PROBLEM TO SOLVE
Gather every line in the records below that contains the word "arched", treating uppercase and lowercase letters as different.

········

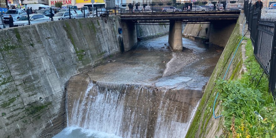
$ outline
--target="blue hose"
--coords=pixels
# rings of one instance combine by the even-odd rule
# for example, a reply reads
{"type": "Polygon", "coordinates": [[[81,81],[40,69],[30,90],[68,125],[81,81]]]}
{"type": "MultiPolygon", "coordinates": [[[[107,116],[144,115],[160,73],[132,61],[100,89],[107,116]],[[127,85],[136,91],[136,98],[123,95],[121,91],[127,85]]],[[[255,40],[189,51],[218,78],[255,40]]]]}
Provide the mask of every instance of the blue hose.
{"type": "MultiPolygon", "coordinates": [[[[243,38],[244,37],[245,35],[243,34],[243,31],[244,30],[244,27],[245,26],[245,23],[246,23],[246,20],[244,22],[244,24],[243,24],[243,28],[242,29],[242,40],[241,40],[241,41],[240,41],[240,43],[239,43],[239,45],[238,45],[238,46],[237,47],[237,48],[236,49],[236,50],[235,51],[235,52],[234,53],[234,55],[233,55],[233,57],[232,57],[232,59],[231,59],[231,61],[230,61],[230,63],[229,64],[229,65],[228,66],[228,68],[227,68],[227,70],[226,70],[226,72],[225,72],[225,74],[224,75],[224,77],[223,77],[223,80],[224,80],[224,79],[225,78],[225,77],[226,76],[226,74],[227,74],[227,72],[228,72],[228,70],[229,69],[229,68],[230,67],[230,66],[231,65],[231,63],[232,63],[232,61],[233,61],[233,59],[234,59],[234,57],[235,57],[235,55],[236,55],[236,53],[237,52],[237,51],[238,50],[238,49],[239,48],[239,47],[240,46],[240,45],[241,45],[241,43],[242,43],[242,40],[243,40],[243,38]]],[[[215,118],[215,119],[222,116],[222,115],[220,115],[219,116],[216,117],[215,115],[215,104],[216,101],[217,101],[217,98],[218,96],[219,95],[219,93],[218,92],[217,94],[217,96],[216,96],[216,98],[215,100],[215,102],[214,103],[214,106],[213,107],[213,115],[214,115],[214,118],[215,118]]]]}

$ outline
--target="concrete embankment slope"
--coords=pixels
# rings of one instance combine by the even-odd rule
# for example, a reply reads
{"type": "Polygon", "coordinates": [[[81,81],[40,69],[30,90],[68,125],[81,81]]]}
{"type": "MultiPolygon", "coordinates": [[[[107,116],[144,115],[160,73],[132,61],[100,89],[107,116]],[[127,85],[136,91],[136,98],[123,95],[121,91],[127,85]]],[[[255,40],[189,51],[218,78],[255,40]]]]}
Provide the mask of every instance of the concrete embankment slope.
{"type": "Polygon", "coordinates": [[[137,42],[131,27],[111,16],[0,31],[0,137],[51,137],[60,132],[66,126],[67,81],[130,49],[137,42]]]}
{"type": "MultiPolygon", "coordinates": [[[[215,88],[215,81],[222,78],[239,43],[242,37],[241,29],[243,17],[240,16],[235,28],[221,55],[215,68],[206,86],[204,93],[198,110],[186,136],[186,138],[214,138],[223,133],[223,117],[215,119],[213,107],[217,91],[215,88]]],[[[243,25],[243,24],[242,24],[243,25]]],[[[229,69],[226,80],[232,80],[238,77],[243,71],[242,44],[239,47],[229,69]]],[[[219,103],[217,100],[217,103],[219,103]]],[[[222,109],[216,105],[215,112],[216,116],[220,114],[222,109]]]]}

········

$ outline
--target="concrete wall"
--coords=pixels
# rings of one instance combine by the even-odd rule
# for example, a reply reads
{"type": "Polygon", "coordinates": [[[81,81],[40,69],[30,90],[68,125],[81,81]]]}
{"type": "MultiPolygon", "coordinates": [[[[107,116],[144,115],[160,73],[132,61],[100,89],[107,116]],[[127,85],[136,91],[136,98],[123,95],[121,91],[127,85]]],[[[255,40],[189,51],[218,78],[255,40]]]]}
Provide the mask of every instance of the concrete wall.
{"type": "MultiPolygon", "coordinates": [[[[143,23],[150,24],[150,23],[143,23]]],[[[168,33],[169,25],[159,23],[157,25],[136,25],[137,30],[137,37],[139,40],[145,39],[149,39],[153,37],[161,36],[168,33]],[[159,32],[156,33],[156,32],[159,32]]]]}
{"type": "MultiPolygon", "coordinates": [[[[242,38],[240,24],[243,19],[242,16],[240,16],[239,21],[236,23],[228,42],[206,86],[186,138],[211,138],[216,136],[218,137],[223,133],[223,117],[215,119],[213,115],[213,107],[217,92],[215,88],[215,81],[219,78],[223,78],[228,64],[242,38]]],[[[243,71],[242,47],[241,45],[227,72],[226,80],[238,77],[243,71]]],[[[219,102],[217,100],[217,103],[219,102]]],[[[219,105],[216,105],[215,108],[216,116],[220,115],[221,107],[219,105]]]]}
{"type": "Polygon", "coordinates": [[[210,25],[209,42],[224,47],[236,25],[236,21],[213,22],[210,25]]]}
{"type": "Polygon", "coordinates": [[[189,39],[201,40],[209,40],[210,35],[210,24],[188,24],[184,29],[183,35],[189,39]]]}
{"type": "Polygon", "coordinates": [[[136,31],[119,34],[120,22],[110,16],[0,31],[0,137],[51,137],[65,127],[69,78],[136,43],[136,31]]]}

········

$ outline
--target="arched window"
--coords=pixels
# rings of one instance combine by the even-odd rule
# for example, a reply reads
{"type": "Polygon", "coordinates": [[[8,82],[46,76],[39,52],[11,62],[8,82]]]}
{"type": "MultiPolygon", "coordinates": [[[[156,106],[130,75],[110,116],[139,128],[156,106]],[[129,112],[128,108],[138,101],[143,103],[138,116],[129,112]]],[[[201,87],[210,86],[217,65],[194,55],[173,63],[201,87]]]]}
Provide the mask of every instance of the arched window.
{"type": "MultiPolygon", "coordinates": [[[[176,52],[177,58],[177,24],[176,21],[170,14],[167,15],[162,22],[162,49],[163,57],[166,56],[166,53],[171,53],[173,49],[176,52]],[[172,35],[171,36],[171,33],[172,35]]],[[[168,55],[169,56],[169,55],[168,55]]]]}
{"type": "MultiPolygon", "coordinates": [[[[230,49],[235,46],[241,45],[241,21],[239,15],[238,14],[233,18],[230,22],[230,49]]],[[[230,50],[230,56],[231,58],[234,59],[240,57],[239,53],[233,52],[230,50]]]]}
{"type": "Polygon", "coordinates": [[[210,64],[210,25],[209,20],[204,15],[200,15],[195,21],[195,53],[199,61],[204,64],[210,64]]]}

········

REPLY TO THE TASK
--target="arched window"
Provide the mask of every instance of the arched window.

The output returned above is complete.